(DIRECTIONS FOR THIS TASK):
Count the lines in the material below that contain the string "sewing" with matching case, and reply with that number alone.

(DATA SECTION):

** BEGIN **

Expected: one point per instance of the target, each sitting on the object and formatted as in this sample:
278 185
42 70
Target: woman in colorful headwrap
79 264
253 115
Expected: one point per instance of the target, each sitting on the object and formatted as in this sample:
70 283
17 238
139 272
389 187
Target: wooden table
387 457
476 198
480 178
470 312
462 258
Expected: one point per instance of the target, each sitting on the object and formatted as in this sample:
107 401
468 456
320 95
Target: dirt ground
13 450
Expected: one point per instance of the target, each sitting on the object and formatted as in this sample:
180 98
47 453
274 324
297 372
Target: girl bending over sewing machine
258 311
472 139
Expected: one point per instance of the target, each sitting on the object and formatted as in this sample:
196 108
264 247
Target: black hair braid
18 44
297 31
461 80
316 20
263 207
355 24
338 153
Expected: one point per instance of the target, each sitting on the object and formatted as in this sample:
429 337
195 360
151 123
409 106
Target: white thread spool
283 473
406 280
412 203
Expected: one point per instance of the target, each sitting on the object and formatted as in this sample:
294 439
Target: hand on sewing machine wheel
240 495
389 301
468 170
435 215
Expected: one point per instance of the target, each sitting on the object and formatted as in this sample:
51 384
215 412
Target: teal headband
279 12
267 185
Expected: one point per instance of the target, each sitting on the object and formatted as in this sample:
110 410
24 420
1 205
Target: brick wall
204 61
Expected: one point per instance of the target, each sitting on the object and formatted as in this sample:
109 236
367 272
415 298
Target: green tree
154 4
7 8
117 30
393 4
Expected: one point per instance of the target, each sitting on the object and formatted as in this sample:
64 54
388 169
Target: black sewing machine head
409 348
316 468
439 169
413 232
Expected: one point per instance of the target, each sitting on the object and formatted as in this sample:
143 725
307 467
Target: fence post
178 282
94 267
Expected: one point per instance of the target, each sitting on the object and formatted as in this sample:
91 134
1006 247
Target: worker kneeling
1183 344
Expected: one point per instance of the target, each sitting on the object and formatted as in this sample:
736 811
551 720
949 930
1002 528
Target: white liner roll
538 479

** END **

(RESULT OF THE TASK):
3